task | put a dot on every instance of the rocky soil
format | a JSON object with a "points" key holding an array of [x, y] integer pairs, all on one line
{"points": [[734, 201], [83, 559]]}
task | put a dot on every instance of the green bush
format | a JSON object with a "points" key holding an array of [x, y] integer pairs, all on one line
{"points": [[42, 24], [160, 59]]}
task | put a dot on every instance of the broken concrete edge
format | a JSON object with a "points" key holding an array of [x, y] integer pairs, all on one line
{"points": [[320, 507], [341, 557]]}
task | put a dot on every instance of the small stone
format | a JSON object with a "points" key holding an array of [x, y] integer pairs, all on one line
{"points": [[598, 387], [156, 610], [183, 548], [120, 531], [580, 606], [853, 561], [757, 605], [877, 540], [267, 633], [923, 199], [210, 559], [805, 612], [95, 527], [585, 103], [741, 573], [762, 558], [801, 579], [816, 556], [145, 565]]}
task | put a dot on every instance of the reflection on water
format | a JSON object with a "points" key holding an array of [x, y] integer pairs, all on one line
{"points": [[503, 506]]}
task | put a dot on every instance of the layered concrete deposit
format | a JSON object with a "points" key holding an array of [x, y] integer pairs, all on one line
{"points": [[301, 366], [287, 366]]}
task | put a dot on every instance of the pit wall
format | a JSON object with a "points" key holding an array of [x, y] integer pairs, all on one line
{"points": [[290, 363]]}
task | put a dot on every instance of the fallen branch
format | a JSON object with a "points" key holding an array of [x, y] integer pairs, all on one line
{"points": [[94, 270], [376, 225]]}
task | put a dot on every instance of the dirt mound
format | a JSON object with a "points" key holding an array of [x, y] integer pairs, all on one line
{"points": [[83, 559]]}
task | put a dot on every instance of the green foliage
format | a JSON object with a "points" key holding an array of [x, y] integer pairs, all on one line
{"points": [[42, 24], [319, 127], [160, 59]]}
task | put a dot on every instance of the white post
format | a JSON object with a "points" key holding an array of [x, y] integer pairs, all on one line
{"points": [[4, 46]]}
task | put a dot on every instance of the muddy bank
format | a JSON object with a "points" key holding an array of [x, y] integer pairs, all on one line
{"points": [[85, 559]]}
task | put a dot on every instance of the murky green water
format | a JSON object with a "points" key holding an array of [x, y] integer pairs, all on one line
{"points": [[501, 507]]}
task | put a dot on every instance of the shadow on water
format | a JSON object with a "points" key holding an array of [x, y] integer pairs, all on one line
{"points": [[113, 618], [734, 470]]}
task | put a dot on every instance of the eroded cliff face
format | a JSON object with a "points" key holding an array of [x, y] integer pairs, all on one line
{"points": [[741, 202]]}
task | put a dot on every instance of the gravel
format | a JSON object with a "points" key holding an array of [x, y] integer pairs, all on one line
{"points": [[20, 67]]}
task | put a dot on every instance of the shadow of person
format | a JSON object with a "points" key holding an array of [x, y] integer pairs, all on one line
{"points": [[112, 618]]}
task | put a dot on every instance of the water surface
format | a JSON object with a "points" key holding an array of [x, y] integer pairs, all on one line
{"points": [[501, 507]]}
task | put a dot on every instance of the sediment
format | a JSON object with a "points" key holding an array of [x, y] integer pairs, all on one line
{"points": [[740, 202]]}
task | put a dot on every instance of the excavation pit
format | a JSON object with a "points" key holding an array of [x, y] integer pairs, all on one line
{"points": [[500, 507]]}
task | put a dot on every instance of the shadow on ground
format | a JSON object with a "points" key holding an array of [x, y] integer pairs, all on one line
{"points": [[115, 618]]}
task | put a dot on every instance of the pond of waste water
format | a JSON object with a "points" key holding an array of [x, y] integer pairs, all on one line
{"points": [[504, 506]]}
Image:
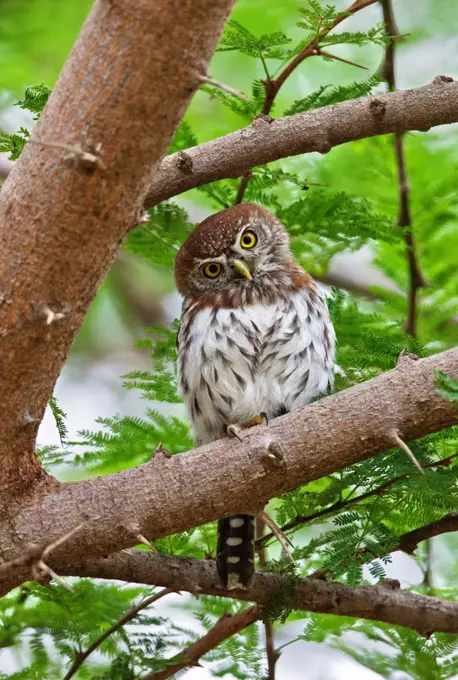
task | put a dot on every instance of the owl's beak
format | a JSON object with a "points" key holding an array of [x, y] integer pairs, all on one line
{"points": [[242, 268]]}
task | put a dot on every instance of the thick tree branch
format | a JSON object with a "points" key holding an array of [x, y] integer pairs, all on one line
{"points": [[71, 198], [423, 614], [225, 627], [319, 130], [169, 495]]}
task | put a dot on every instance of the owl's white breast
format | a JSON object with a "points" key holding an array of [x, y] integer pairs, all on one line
{"points": [[237, 363]]}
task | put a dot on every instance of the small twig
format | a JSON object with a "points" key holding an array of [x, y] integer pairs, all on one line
{"points": [[271, 653], [128, 616], [85, 156], [278, 533], [35, 555], [397, 441], [416, 279], [224, 628], [321, 52], [244, 181], [222, 86], [312, 49]]}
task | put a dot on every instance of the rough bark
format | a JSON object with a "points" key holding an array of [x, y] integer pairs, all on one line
{"points": [[267, 140], [80, 186], [385, 602], [169, 495]]}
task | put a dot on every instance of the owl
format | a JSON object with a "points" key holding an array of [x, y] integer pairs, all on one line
{"points": [[255, 338]]}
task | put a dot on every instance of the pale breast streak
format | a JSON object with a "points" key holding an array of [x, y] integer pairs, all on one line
{"points": [[237, 363]]}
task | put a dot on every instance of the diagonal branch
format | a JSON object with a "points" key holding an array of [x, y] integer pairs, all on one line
{"points": [[416, 279], [53, 206], [381, 603], [319, 130], [229, 476], [225, 627], [272, 86], [300, 520]]}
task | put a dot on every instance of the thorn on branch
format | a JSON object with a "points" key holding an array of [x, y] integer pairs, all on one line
{"points": [[322, 53], [272, 457], [34, 557], [51, 315], [184, 162], [442, 79], [322, 144], [397, 441], [88, 158], [378, 108], [222, 86]]}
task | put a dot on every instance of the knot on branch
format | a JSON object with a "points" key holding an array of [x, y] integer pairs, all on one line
{"points": [[184, 162], [442, 79], [378, 108], [272, 457]]}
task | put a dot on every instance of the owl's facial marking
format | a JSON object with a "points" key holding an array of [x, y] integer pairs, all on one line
{"points": [[212, 270], [235, 253], [249, 239]]}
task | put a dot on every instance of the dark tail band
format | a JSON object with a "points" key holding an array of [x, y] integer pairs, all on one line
{"points": [[235, 551]]}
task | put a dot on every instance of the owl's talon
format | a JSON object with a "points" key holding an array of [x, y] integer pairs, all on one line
{"points": [[233, 431]]}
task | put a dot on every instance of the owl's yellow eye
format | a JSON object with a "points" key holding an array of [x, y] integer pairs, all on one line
{"points": [[249, 239], [212, 270]]}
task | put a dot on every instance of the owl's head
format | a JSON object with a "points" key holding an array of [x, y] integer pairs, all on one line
{"points": [[237, 247]]}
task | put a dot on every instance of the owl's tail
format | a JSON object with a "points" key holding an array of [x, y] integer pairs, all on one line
{"points": [[235, 551]]}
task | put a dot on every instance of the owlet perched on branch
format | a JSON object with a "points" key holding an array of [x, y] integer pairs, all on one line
{"points": [[255, 340]]}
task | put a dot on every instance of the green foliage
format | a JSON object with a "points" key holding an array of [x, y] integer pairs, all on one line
{"points": [[13, 144], [158, 240], [267, 46], [60, 418], [346, 525], [447, 387], [35, 99]]}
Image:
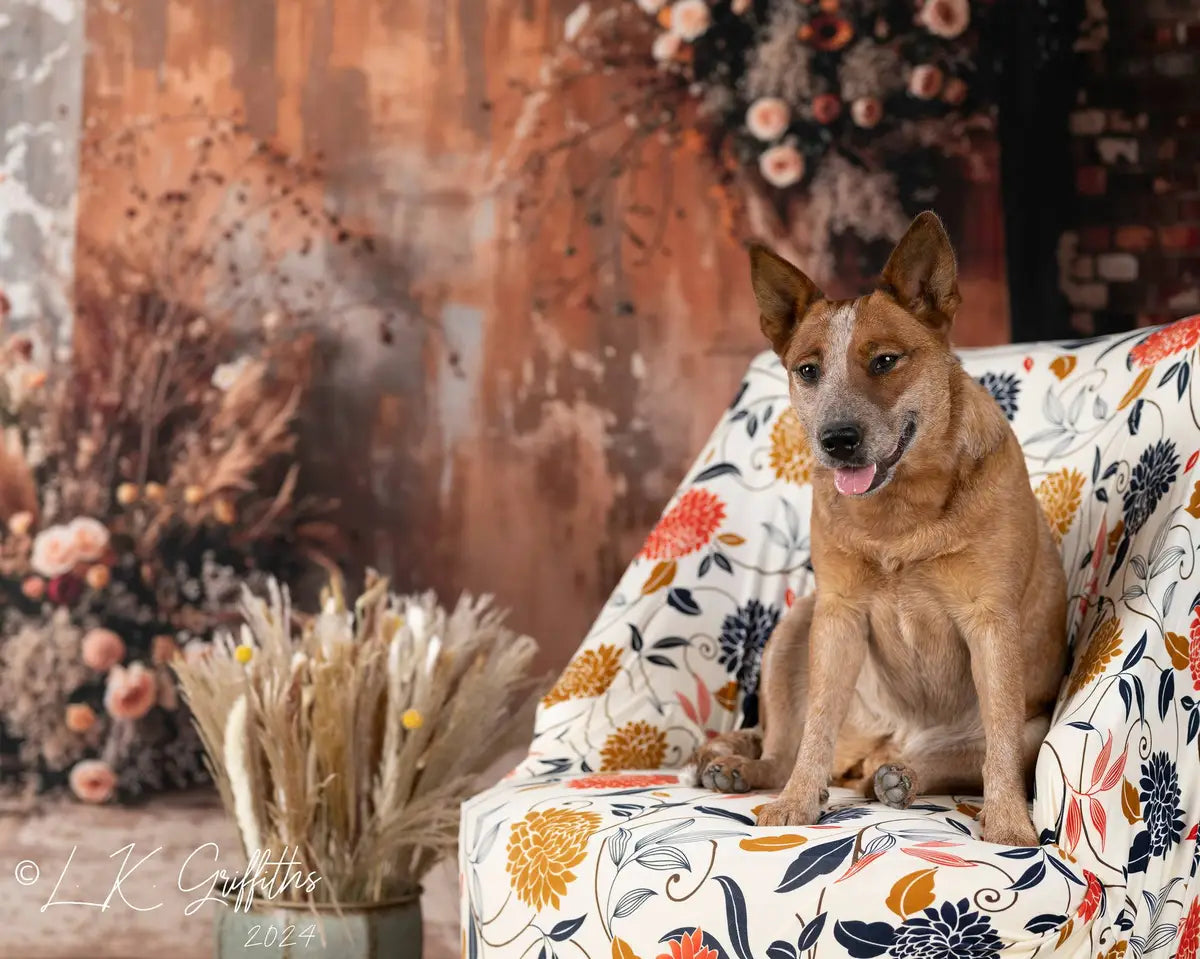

·····

## [PROBLEM TO WORK ON]
Format all of the rows above as a JSON list of strings with one string per line, omitting blank lines and leaving out the pictures.

## [SOLUTION FOR THIS TASK]
[
  "task | put a dot on every instance of the rocky soil",
  "format | a JSON object with a \"points\" key holding an array of [x, y] integer pairs, all on one line",
  "{\"points\": [[734, 201], [83, 559]]}",
  "task | put a dot on every instance of the green bush",
  "format | a JSON object with a \"points\" key holding an array of [x, y] integer pairs, all on one line",
  "{\"points\": [[42, 24], [160, 59]]}",
  "task | put a dot on every instance of the broken concrete edge",
  "format | a JSON object with a \"points\" key holding an array of [x, y] integer pairs, all on one line",
  "{\"points\": [[320, 507], [341, 557]]}",
  "task | put a dot on every instance of the small stone",
  "format | a JSON object with a \"points\" key holding an array of [x, y] integer pairs, all on one line",
  "{\"points\": [[598, 387], [156, 610], [183, 548], [120, 531], [580, 606], [853, 561], [757, 605], [877, 540], [267, 633], [923, 199], [210, 559], [805, 612], [95, 527], [585, 103], [741, 573], [762, 558], [801, 579], [816, 556], [145, 565]]}",
  "task | put a dot on every instance of the reflection on water",
  "format | a JSON object with a \"points\" key holding an array of [x, y] integer pairs, all on one line",
  "{\"points\": [[503, 506]]}",
  "task | put a dot on every instance of the layered concrete deposit",
  "format | a JSON object with a \"points\" key holding an array of [x, y] integer pairs, all on one line",
  "{\"points\": [[301, 366], [287, 366]]}",
  "task | put a dot on every instance of the pit wall",
  "format | a JSON object with a \"points\" key holding an array of [x, y] integer pairs, all on one line",
  "{\"points\": [[290, 363]]}",
  "task | put a dot on every instance of the fallen branch",
  "format | a JSON object with a \"points\" key holding an array of [x, y] integer pairs, all on one line",
  "{\"points\": [[94, 270], [376, 225]]}",
  "task | put a dot on every instance of the dirt mound",
  "format | a JSON object with a \"points\" key holding an array of [x, y] integer pairs, all on one line",
  "{\"points\": [[83, 559]]}",
  "task | put a dot on every instance of the green foliage",
  "format | a JSON object with a \"points\" key holding an array of [x, y] integer pairs, all on one line",
  "{\"points\": [[42, 24], [319, 127], [160, 59]]}",
  "task | put a dot on every instance of the white post",
  "format | a JSON object with a \"points\" key holding an array of [x, y] integer pairs, all on one line",
  "{\"points\": [[4, 46]]}",
  "task | put a dot on every instance of the muddy bank",
  "format | a JSON object with a \"points\" key holding an array of [x, y] integer pairs, all on one line",
  "{\"points\": [[85, 559]]}",
  "task | put a dot on every instance of the murky green water",
  "format | a JSON object with a \"points\" key holding an array of [x, y] integer pairs, all on one line",
  "{\"points\": [[501, 507]]}",
  "task | put a dot on every instance of the shadow on water",
  "format | a JSON object with a \"points\" key holding an array of [x, y] integer pairs, all on one line",
  "{\"points\": [[113, 618], [734, 470]]}",
  "task | put a dot on every instance of the eroded cliff face",
  "format | a JSON object with a \"points\" key holding an array of [x, y] integer pairs, all on one line",
  "{\"points\": [[741, 202]]}",
  "task | put a dot on every instance of the gravel",
  "format | a JSON object with a \"points\" key holding an array of [x, y] integer pairs, all on one line",
  "{\"points\": [[20, 67]]}",
  "task | put a dot on every instance of the shadow of person",
  "format | a JSON object with a \"points\" key holding an array of [x, y] integer pairs, all on one line",
  "{\"points\": [[112, 618]]}",
  "task | put a dot on every instance of the water surface",
  "format | a JSON object with a \"points\" key holding an array of [x, y] integer pairs, all on one line",
  "{\"points\": [[501, 507]]}",
  "task | put a dot on every instance of the sediment",
  "format | a JSON object with a \"points\" key holding an array of [x, y] integer pairs, all on one line",
  "{\"points\": [[740, 202]]}",
  "task | put a dot on every instance of the excavation pit",
  "format | a JSON object with a \"points\" key holding an array of [x, y] integer pairs, all on one line",
  "{\"points\": [[500, 507]]}",
  "task | put a dot on every instance of the shadow on ground",
  "format | a JSON object with a \"points\" key holding an array of [x, y] integer pairs, all on one line",
  "{\"points\": [[115, 618]]}",
  "task | put a dot on every instance of the pond of waste water",
  "format | a JSON object with a \"points\" key holding an array of [x, y] integer pairs, all on one line",
  "{\"points\": [[504, 506]]}",
  "Image:",
  "task | put a dot on every instance of the owl's beak",
  "format | a JSON object with a \"points\" key holding an array of [x, y] integer pairs, all on one line",
  "{\"points\": [[242, 268]]}",
  "task | put a dot on every instance of the thick tree branch",
  "format | a JSON object with a \"points\" key holding an array of [x, y] integer pairs, all on one line",
  "{\"points\": [[71, 198], [423, 614], [225, 627], [319, 130], [169, 495]]}",
  "task | put a dot on every instance of the owl's white breast",
  "format | a JSON object with a \"points\" key holding an array of [x, y] integer pairs, all on one line",
  "{\"points\": [[237, 363]]}",
  "task | put a dot on every instance of the small twig",
  "format | a JSON object with a \"points\" key holding an array of [x, y] integer pairs, all on one line",
  "{\"points\": [[271, 653], [128, 616], [85, 156], [278, 533], [35, 555], [397, 441], [416, 279], [224, 628], [321, 52], [244, 181], [222, 86], [312, 49]]}",
  "task | put a dot on every instance of the rough bark",
  "format | a JSON object with a \"points\" key holding an array of [x, y] integer pairs, all on one line",
  "{\"points\": [[267, 140], [80, 186], [385, 602], [169, 495]]}",
  "task | put a dot on every instance of the owl",
  "format | a JSON object with a \"points\" key holding an array of [x, y] integer pairs, all on one line",
  "{\"points\": [[255, 338]]}",
  "task | put a dot on every instance of the pale breast streak",
  "format | a JSON object with a \"points\" key holding an array of [x, y] integer pairs, all on one line",
  "{\"points\": [[237, 363]]}",
  "task | put a dot on every instance of the diagonal branch",
  "format | a JSON object with a \"points\" key holding an array of [x, y] integer pairs, all on one line",
  "{\"points\": [[416, 279], [53, 206], [381, 603], [319, 130], [229, 476], [225, 627], [272, 86], [300, 520]]}",
  "task | put a dot on every instance of the thorn on branch",
  "format | a JSON object with a \"points\" key holding an array of [x, y] integer pairs, all on one line",
  "{\"points\": [[322, 53], [272, 457], [34, 557], [51, 315], [184, 162], [442, 79], [322, 144], [397, 441], [88, 158], [378, 108], [222, 86]]}",
  "task | put a dot on every instance of the knot on branch",
  "format | a JSON object with a \"points\" key holding an array of [x, y] integer pairs, all on one line",
  "{\"points\": [[184, 162], [442, 79], [378, 108], [272, 457]]}",
  "task | put a dot on every instance of the owl's facial marking",
  "format | a JSON object with a \"points\" key holding an array of [x, y] integer pairs, all on one line",
  "{\"points\": [[212, 270], [235, 253], [249, 239]]}",
  "task | put a dot on every instance of the dark tail band",
  "format | a JSON object with a \"points\" key holding an array of [x, y] integer pairs, all on one line",
  "{\"points\": [[235, 551]]}",
  "task | put a dot on every instance of the owl's talon",
  "format | a JSON object with a \"points\" key holding an array of [x, y] integer pairs, all on one line",
  "{\"points\": [[233, 431]]}",
  "task | put a dot on every instance of the owl's yellow eye",
  "format | a JSON object with a \"points\" key holding an array of [x, y] integer pairs, all on one line",
  "{\"points\": [[249, 239], [212, 270]]}",
  "task | put a dot on every instance of the owl's head",
  "format | a JSON object with a \"points\" key holding an array of [x, y] integer pairs, all on one line",
  "{\"points\": [[237, 247]]}",
  "task | put a dot on every instance of the owl's tail",
  "format | a JSON object with a \"points\" key holding an array of [x, y] integer pairs, all on one line",
  "{\"points\": [[235, 551]]}",
  "task | put a dot on every instance of the owlet perched on branch",
  "format | a JSON object with a \"points\" key holding an array of [x, y] integer pairs, all on one line",
  "{\"points\": [[255, 340]]}",
  "task | put a dot on every instance of the green foliage",
  "format | a JSON object with a \"points\" key holding an array of [x, y] integer pairs, all on one line",
  "{\"points\": [[13, 144], [158, 240], [267, 46], [60, 418], [346, 525], [447, 387], [35, 99]]}",
  "Image:"
]